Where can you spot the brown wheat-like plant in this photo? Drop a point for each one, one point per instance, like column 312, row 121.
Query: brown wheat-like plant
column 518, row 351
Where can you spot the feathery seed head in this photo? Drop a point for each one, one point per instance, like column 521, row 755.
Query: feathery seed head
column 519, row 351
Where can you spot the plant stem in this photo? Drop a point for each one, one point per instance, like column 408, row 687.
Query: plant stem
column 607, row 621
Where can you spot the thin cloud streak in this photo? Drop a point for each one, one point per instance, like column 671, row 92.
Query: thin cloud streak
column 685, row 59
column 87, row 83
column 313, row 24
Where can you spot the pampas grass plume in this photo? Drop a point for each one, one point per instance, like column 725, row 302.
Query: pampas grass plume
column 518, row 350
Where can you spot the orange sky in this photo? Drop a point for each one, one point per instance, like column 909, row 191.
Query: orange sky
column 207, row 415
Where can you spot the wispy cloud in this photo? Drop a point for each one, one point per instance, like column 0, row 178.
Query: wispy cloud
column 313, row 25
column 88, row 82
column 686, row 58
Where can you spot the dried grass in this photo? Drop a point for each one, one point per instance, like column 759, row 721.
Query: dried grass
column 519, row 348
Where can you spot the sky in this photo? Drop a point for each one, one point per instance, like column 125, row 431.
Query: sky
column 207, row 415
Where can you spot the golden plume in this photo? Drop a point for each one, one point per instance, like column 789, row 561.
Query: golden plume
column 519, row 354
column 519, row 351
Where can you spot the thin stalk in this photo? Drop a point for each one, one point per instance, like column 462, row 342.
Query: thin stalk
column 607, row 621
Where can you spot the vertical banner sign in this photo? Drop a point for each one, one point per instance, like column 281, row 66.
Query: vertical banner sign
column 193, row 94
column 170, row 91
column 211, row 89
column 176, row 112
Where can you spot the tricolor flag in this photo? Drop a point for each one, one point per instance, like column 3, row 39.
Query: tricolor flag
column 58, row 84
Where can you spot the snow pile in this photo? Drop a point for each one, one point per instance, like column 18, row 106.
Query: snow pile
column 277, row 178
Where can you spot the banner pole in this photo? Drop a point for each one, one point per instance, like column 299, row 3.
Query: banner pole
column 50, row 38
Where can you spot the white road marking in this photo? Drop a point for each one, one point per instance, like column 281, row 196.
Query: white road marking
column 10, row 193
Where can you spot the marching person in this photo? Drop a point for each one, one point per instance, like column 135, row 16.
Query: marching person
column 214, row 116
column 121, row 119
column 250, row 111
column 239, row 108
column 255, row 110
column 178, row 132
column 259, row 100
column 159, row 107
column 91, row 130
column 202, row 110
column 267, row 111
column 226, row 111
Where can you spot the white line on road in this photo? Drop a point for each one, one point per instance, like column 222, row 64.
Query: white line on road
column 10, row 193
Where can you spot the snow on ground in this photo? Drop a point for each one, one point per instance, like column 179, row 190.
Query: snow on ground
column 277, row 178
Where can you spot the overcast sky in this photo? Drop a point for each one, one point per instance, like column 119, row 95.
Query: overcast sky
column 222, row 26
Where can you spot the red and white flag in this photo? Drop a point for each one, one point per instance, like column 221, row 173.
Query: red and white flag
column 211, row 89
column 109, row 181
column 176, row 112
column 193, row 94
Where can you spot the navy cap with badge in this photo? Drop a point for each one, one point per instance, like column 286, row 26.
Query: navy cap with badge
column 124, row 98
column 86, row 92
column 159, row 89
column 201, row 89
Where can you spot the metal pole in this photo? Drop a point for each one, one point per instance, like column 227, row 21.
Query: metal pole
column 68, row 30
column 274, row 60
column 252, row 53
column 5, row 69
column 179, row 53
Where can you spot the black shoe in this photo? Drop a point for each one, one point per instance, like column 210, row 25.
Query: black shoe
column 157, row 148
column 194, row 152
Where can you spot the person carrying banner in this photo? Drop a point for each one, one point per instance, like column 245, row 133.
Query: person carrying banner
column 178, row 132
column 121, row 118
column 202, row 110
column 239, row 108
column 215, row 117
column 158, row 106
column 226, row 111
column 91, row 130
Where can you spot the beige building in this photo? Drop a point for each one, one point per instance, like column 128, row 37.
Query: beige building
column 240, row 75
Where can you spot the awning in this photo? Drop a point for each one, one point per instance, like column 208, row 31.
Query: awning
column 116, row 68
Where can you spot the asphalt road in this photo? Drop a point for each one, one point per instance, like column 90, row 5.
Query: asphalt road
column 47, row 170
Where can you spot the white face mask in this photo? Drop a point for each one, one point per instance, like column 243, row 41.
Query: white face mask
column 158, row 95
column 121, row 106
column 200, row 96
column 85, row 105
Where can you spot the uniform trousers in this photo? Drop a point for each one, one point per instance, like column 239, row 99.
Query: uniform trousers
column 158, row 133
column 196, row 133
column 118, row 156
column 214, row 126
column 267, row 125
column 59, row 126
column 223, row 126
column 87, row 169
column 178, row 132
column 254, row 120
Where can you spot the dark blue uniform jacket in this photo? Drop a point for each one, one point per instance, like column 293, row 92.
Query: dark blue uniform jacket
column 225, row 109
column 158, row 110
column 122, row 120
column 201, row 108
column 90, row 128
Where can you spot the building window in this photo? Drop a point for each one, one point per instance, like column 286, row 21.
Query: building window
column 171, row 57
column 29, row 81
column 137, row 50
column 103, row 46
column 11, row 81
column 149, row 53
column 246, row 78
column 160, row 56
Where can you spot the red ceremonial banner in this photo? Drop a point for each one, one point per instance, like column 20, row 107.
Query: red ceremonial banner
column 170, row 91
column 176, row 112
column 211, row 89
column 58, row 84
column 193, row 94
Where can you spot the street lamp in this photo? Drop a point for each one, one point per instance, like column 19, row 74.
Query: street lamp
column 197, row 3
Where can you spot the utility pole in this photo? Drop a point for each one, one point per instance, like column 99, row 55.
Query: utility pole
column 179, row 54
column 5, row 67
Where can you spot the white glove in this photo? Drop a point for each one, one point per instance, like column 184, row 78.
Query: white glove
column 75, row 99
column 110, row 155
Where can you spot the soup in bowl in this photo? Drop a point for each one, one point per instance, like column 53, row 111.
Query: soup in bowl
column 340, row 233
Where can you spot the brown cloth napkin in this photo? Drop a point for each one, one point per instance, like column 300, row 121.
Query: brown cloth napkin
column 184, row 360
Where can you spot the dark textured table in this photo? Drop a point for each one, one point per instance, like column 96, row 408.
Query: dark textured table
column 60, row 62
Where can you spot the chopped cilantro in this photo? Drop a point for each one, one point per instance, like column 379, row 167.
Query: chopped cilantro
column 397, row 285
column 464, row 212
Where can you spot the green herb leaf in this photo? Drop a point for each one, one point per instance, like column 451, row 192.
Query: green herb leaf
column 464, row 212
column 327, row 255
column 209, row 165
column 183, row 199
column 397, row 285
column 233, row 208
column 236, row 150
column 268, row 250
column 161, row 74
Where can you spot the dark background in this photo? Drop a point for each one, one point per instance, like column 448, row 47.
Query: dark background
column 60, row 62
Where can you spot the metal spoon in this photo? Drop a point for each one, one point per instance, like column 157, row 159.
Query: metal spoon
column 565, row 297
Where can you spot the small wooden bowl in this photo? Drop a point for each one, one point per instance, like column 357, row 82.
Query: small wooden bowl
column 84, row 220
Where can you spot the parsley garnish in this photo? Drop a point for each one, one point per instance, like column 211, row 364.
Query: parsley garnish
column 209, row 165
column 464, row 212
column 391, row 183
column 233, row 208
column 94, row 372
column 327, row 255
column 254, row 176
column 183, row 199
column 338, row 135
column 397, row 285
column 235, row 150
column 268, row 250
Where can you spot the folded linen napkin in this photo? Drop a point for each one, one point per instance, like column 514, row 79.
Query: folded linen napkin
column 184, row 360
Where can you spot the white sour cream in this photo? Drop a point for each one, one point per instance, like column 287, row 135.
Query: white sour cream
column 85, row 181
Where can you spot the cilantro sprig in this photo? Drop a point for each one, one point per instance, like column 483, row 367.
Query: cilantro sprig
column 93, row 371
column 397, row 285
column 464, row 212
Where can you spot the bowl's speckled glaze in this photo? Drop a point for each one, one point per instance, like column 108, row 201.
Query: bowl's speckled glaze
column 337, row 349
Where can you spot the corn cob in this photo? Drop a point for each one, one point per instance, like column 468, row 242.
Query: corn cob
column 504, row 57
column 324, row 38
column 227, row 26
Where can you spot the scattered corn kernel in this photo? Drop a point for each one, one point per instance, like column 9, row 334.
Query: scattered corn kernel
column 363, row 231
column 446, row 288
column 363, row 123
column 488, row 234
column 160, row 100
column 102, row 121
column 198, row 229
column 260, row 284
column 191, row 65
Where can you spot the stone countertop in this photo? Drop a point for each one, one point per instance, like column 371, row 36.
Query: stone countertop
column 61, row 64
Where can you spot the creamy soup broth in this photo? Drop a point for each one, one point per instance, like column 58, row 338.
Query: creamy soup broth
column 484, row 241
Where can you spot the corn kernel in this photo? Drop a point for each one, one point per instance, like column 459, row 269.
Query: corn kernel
::::::::
> _Aim_
Return the line that contains "Where can you spot the scattered" along with every line after it through the end of the entries, exactly, adding nothing.

> _Answer in full_
Where can you spot the scattered corn kernel in this photo? Drop a point for each one, one point per instance, like column 9, row 334.
Query: scattered corn kernel
column 363, row 231
column 446, row 288
column 363, row 123
column 488, row 234
column 160, row 100
column 102, row 121
column 198, row 229
column 260, row 284
column 191, row 65
Where can you spot the stone countertop in this photo? Drop a point for each one, one point per instance, like column 371, row 36.
Query: stone countertop
column 61, row 64
Where can you spot the creamy soup broth in this photo? Drop a point for each one, one point per instance, like column 58, row 338.
Query: creamy soup broth
column 484, row 241
Where can you spot the corn kernel in this photo? Drop a point for each one, one point per instance, like column 459, row 269.
Query: corn kernel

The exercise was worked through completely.